- _PAGE EXTRACT_
>>>

Positive health and well-being is routed in a healthy mind and a body free from aches and pains. So prescribing cannabis for general pain and for anxiety provides evidence that frequent use of cannabis can be good for the mind and the body on a general level, even without the doctor’s say so.
Cannabis & mental health
Depending upon the source of information on the internet, you will see a range of different conclusions to how cannabis affects mental health. Some cite negatives such as ‘use of cannabis from an early age can lead to the onset of psychosis’ whereas others talk about positives such as ‘veterans using cannabis to help cure the symptoms of PTSD’. The information is vast and the speculation is high.
So, in the midst of this debate, it is important to be aware that emotions elicited from cannabis use is a personal thing. In the same way that some people love certain foods and others detest them, everybody is unique and this also pertains to how cannabis makes people feel.
With that considered, a recent study from Washington State University released guidelines of how different strains were reported to affect users stress, anxiety and depression and used statistical data to rank over 12,000 different strains. Lead author of the study, Carrie Cutler said, “Currently, medical and recreational cannabis users rely on the advice of bud tenders whose recommendations are based off of anecdotal not scientific evidence.”
The research of this study also concluded that strains that were high in both THC and CBD seemed to have more positive effects for well-being than other strains, with CBD acting as a buffer, augmenting the effects of THC whilst counteractive THC’s heavy psychotropic effects.
Cannabis & general health
So although cannabis use has been linked and even prescribed for a vast range of medical conditions, a lot of these are lacking in concrete evidence from clinical studies that fully support the claims made. However, Blair Gibbs, a UK expert in medical cannabis from the Centre for Medical Cannabis (CMC) talked about CBD, stating that “anecdotally it’s a different story. It wouldn’t have got the level of 1.3 million regular users if people weren’t buying it, spending £25 a month or more if they weren’t receiving some benefit themselves.”

<<<

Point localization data
>>>

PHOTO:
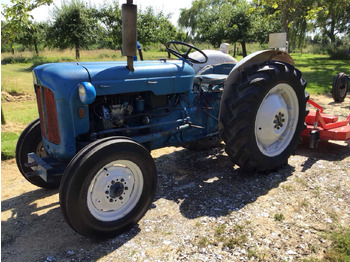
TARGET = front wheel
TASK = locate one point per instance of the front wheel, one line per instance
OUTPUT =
(30, 142)
(108, 187)
(263, 116)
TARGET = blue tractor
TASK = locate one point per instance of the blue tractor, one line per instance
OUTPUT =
(99, 121)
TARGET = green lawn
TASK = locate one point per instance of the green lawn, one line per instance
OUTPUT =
(319, 71)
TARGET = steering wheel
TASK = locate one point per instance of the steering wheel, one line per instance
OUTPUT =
(176, 52)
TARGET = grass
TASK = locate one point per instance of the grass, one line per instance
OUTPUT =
(20, 112)
(8, 144)
(319, 71)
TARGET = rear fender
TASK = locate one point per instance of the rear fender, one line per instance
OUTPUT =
(249, 61)
(256, 59)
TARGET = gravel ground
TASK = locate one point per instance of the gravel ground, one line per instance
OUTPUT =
(205, 209)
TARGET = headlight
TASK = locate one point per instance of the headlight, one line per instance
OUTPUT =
(82, 93)
(87, 93)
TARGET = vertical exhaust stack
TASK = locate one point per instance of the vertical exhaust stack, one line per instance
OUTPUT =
(129, 20)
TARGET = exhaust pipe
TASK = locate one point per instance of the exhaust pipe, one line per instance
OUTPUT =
(129, 25)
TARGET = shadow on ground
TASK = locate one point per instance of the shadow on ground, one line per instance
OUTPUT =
(206, 181)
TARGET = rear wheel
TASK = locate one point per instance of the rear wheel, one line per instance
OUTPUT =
(30, 142)
(108, 187)
(340, 87)
(263, 116)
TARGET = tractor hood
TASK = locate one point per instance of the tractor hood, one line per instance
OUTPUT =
(159, 77)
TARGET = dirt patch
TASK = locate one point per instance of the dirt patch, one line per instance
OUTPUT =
(16, 97)
(205, 209)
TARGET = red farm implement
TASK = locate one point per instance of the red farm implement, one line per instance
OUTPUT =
(325, 127)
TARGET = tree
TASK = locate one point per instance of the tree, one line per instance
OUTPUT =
(33, 35)
(111, 31)
(333, 18)
(155, 27)
(232, 21)
(73, 27)
(192, 18)
(293, 15)
(17, 19)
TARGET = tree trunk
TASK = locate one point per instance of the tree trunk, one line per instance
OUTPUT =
(3, 121)
(36, 47)
(244, 49)
(77, 52)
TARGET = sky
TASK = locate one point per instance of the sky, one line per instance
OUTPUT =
(167, 6)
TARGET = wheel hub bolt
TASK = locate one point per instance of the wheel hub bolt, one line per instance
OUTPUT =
(116, 190)
(278, 121)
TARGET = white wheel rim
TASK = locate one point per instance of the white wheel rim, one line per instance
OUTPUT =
(115, 190)
(277, 120)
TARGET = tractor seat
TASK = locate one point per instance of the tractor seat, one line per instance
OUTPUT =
(210, 79)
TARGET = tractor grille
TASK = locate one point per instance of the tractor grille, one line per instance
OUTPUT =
(47, 114)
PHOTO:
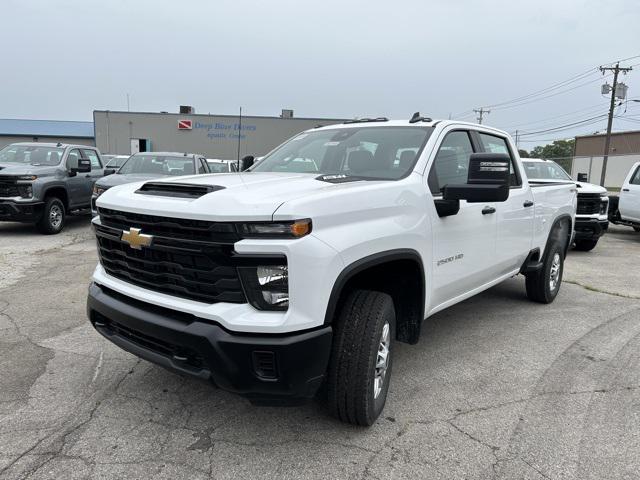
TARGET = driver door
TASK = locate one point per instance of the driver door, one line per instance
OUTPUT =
(463, 244)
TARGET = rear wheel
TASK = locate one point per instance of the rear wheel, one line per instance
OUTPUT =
(586, 245)
(360, 366)
(543, 285)
(53, 217)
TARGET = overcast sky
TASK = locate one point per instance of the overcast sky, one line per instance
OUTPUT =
(62, 59)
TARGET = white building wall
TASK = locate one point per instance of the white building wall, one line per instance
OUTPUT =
(618, 167)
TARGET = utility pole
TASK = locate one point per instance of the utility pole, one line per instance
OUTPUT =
(480, 113)
(239, 133)
(607, 141)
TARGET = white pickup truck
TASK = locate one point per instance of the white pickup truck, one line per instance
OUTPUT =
(625, 210)
(304, 271)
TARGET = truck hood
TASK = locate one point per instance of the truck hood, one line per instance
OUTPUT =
(26, 169)
(118, 179)
(244, 196)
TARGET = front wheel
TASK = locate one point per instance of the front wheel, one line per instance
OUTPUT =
(543, 285)
(53, 217)
(360, 365)
(586, 245)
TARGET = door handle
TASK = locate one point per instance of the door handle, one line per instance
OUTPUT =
(488, 210)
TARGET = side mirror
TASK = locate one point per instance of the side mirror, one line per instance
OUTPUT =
(78, 165)
(487, 181)
(246, 162)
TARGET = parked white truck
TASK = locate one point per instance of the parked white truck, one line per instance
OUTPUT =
(592, 204)
(305, 270)
(625, 210)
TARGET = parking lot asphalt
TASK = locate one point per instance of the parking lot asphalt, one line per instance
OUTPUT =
(498, 387)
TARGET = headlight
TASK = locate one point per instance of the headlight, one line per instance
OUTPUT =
(25, 190)
(97, 191)
(289, 229)
(604, 205)
(267, 286)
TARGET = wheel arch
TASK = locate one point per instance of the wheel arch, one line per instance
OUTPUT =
(57, 191)
(399, 273)
(561, 223)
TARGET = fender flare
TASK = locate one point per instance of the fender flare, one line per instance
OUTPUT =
(369, 261)
(555, 226)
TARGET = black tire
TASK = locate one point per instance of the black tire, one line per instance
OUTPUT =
(351, 384)
(586, 245)
(53, 217)
(539, 283)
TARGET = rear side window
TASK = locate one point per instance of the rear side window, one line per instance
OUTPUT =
(73, 154)
(93, 156)
(493, 144)
(451, 165)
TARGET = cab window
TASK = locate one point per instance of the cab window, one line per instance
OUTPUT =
(494, 144)
(74, 155)
(93, 156)
(451, 165)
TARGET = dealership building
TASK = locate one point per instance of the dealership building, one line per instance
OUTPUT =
(214, 136)
(624, 151)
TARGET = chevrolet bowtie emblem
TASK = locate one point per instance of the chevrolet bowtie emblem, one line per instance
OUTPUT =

<<<

- _COMPLETE THE FOLLOWING_
A. Reproduce the cannabis article word for word, everything from "Positive health and" down to "speculation is high.".
B. According to the cannabis article, how many strains did the Washington State University study rank?
C. Condense the paragraph of the cannabis article that begins "So although cannabis use has been linked" into two shorter sentences that keep its main facts.

- _EXERCISE RESPONSES_
A.
Positive health and well-being is routed in a healthy mind and a body free from aches and pains. So prescribing cannabis for general pain and for anxiety provides evidence that frequent use of cannabis can be good for the mind and the body on a general level, even without the doctor’s say so.
Cannabis & mental health
Depending upon the source of information on the internet, you will see a range of different conclusions to how cannabis affects mental health. Some cite negatives such as ‘use of cannabis from an early age can lead to the onset of psychosis’ whereas others talk about positives such as ‘veterans using cannabis to help cure the symptoms of PTSD’. The information is vast and the speculation is high.

B. Over 12,000 strains.

C. Cannabis has been linked to, and even prescribed for, many medical conditions, though many of these uses lack solid support from clinical studies. Blair Gibbs of the Centre for Medical Cannabis said the anecdotal picture for CBD is different: it would not have 1.3 million regular users spending £25 a month or more if they weren't getting some benefit.